• **Raw records**:
>> Begin
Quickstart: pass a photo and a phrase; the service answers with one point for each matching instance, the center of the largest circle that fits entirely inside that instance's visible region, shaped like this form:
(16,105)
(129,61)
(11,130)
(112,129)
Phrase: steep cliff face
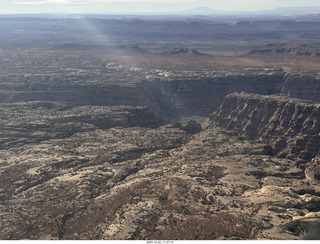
(290,125)
(301,85)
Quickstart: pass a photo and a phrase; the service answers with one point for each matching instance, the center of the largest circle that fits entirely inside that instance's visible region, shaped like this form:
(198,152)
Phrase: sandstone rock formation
(290,126)
(110,181)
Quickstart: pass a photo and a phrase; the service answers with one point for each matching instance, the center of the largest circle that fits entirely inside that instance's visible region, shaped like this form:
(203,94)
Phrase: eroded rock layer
(290,126)
(145,181)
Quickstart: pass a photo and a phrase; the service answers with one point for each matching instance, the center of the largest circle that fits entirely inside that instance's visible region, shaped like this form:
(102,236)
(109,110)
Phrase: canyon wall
(290,126)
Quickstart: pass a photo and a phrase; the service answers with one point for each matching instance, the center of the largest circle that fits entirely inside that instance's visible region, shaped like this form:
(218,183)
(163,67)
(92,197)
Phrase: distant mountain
(295,10)
(201,11)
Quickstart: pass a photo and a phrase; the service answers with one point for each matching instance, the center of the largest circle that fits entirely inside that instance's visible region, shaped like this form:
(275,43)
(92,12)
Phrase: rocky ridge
(110,181)
(290,126)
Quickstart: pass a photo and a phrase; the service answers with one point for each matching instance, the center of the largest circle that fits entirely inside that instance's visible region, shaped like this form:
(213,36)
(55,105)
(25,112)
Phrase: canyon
(154,141)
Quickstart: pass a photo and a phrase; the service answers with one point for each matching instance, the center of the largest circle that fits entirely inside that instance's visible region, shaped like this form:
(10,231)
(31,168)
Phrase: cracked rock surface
(147,181)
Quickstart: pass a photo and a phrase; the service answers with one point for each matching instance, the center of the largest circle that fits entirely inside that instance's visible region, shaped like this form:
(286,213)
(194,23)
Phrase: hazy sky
(134,6)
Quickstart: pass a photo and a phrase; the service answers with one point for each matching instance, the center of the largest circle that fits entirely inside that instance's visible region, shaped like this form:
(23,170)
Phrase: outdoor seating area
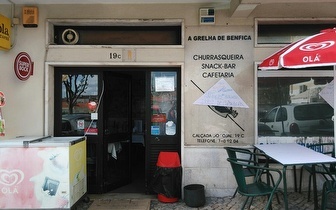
(245,163)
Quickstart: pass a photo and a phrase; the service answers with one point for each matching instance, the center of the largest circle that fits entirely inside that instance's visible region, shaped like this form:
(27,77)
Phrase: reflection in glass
(79,100)
(163,101)
(292,106)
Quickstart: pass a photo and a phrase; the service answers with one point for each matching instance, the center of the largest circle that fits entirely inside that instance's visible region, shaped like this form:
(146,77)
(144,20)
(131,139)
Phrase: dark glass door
(117,138)
(163,120)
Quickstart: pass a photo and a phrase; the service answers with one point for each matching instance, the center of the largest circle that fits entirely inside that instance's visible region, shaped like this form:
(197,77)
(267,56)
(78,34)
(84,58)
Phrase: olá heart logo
(12,177)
>> End
Every line above should be repeated exactly; pictures stay out of the copy.

• **Result below**:
Quickstart: pass a photo and a phrase; the service answers with one point for each matching instance, the center of the largest circle that fits entirely inside that instance's visible region, shaped like this form:
(16,105)
(129,61)
(11,130)
(112,129)
Phrase: steep cliff face
(290,125)
(301,85)
Quickstart: pass a photo and a phrase; the service answers with one point for each matching instance, the center of the largest circle that fits entirely inside that instance's visible region, shaped like this form:
(198,152)
Phrase: sandstone rock formation
(290,126)
(110,181)
Quickstart: pass a photo and a phrase; the service answers with one point for each matching instance, the center of the largest circle that fits entirely inside that instance's visible region, shaped like this form:
(203,94)
Phrase: eroded rock layer
(290,126)
(145,181)
Quickstart: pass a photo and a phrase; the service answers with one point for each matching instance, the center of the largest circle that fits entirely inside that instance's visible region, shaped like this form:
(102,236)
(109,110)
Phrase: canyon wall
(290,126)
Quickstart: pass a photo and a phrase; the service answers with one point for each matching instance, the center of the largest circle that fits entirely inside that instance's visible region, shaped like this form:
(218,183)
(163,67)
(92,197)
Phrase: distant mountain
(295,10)
(201,11)
Quickstart: pass a photo and a phrase; the service answers with one point for each matching instance, the center of the largest circle that fits entirely inside that instance's visible region, shaped like this form:
(275,43)
(92,12)
Phrase: rocky ridge
(110,181)
(290,126)
Quickstart: pass a photo and a phrase; the service answers with one point for each matching instance, the center of the largest circle that fits entirely inside that instance's visible region, shaped like this form:
(213,36)
(55,105)
(25,112)
Phrase: canyon
(154,141)
Quickstart: pass a photo and a phrase; the service answers with one point for each matching instance, the center of the largest circle that fits entirely inside that instance's visible region, shaped like this form:
(10,231)
(31,168)
Phrase: cracked rock surface
(147,181)
Quickstart: pass a photo and a phrase; the service answers with one point for each matching instance, the center of the largest circle that fits entirely inside that instance's visible region, shaped like this form:
(286,213)
(194,23)
Phrase: hazy sky
(134,6)
Quickstart: pass a photo and a phrase; the service answers with one point for each matching instance, the center of the largest circle that fits entirely inside that instance's visible region, shaped like this form:
(23,170)
Phrase: outdoor seating area
(245,163)
Quickstart: pass a photo and a phrase; the service answers with one point for each matching instance, the center of the largest circle that fits entirely inside that instance's visible region, shaped like this form:
(27,77)
Phrase: reflection in glass
(79,100)
(163,101)
(292,106)
Quickstart: pass a photo and a phrase; the service answers with one point for each matching instance, the center of the largest circle that fits entirely inside that instance's visible region, shaped like this form:
(146,77)
(144,20)
(131,139)
Phrase: dark glass door
(117,138)
(163,120)
Quickstart: pass a photo and a phrase; the service answers with one point for each matching instance, the center of the largest circle that fits entirely inside that instance's visible region, shaped like this form:
(197,77)
(267,56)
(78,34)
(84,58)
Phrase: olá heart logo
(12,177)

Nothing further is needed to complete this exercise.